WHAT IS EXPECTED: Omit the pictures, then reproduce every remaining record exactly.

(Data entries)
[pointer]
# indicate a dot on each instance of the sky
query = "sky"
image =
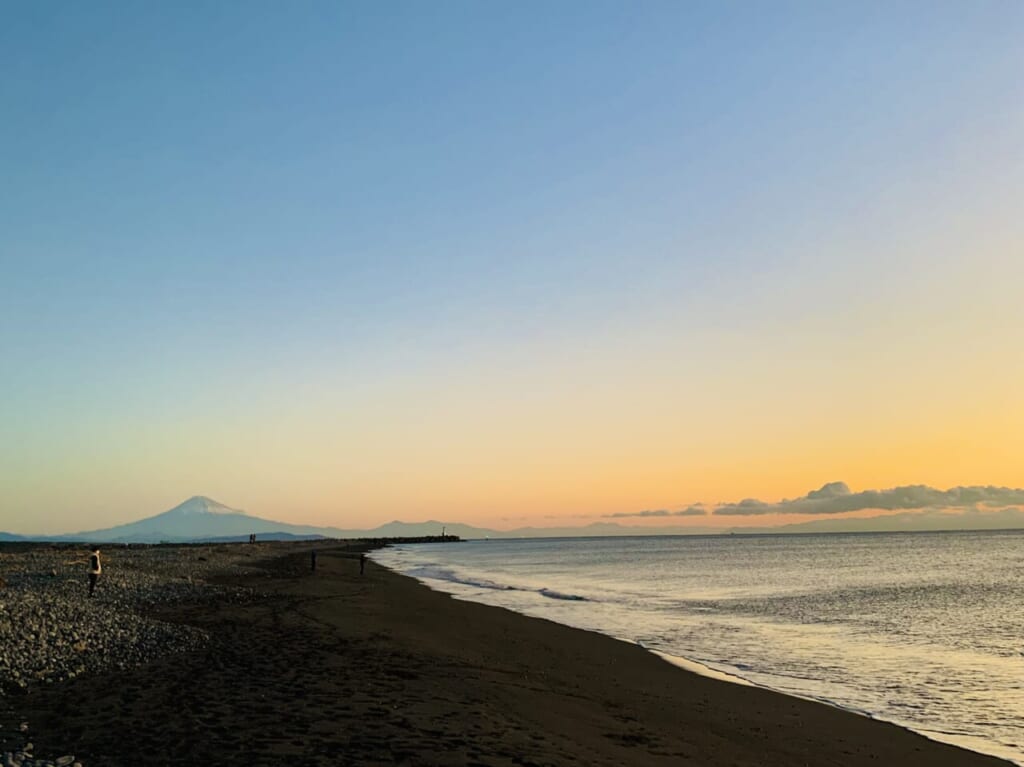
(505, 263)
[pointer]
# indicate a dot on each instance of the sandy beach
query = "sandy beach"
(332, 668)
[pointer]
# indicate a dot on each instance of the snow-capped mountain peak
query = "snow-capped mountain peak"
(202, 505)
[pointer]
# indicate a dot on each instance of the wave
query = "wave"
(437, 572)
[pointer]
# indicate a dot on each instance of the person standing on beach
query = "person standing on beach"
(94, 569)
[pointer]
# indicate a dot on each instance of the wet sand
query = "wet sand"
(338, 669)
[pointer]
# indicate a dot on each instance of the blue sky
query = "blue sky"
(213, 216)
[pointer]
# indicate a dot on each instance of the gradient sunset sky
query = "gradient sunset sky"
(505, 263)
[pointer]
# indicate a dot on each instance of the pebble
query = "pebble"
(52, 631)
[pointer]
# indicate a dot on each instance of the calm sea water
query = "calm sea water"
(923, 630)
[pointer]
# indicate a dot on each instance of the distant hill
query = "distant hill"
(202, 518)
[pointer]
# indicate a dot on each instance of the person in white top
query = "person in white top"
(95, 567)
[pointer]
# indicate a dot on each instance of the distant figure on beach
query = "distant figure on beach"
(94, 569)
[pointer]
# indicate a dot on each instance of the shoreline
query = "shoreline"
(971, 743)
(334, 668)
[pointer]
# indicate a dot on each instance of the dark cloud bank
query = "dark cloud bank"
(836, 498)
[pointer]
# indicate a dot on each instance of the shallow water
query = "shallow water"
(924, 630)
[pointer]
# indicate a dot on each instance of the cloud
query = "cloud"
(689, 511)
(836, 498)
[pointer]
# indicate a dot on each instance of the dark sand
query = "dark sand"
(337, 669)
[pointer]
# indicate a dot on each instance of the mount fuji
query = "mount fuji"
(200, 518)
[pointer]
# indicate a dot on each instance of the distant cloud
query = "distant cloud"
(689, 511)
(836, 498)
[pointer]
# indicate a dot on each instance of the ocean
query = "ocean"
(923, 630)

SOLVED EXERCISE:
[pointer]
# indicate a dot on each instance of the sky
query = "sky"
image =
(505, 263)
[pointer]
# indicate a dot on each instance of the sandy beach
query = "sandy beach"
(332, 668)
[pointer]
# indicate a dot on each instance of the snow-capped mountain peak
query = "snow-capped mountain peak"
(202, 505)
[pointer]
# indicate a dot on each instance of the wave
query = "wave"
(437, 572)
[pointer]
# indicate a dot on each instance of the person standing on beach
query = "person standing on beach"
(94, 569)
[pointer]
# indicate a dot on each instance of the wet sand
query = "wet sand"
(338, 669)
[pointer]
# indicate a dot on each instance of the blue sky
query = "blue sky"
(213, 216)
[pointer]
# indicate a dot on each instance of the gradient sunset sky
query = "gradient sunset sky"
(505, 263)
[pointer]
# indicate a dot on each instance of the pebble
query = "pebble"
(52, 631)
[pointer]
# indicate a dot on each instance of the calm sea water
query = "calm sea water"
(923, 630)
[pointer]
# indicate a dot on each instance of the distant hill
query = "distant hill"
(202, 518)
[pointer]
# indicate a dot on each instance of the person in white top
query = "person in white top"
(95, 567)
[pointer]
# indicate a dot on each instance of the distant figure on beach
query = "distant figure on beach"
(94, 569)
[pointer]
# indicate a dot on each instance of the shoreline
query = "shoreline"
(971, 743)
(334, 668)
[pointer]
# indicate a dot on each instance of the dark cloud bank
query = "dark cloud bank"
(836, 498)
[pointer]
# indicate a dot on each instance of the shallow water
query = "shallow water"
(924, 630)
[pointer]
# indicate a dot on each instance of the cloud
query = "cloud"
(689, 511)
(836, 498)
[pointer]
# indicate a dot on each instance of the dark sand
query = "dark sand"
(337, 669)
[pointer]
# indicate a dot on each instance of the mount fuji
query = "mount fuji"
(200, 518)
[pointer]
# indicate a dot on each instance of the distant cloud
query = "distant cloud"
(689, 511)
(836, 498)
[pointer]
# indicate a dot on each instance of the ocean
query = "ocean"
(923, 630)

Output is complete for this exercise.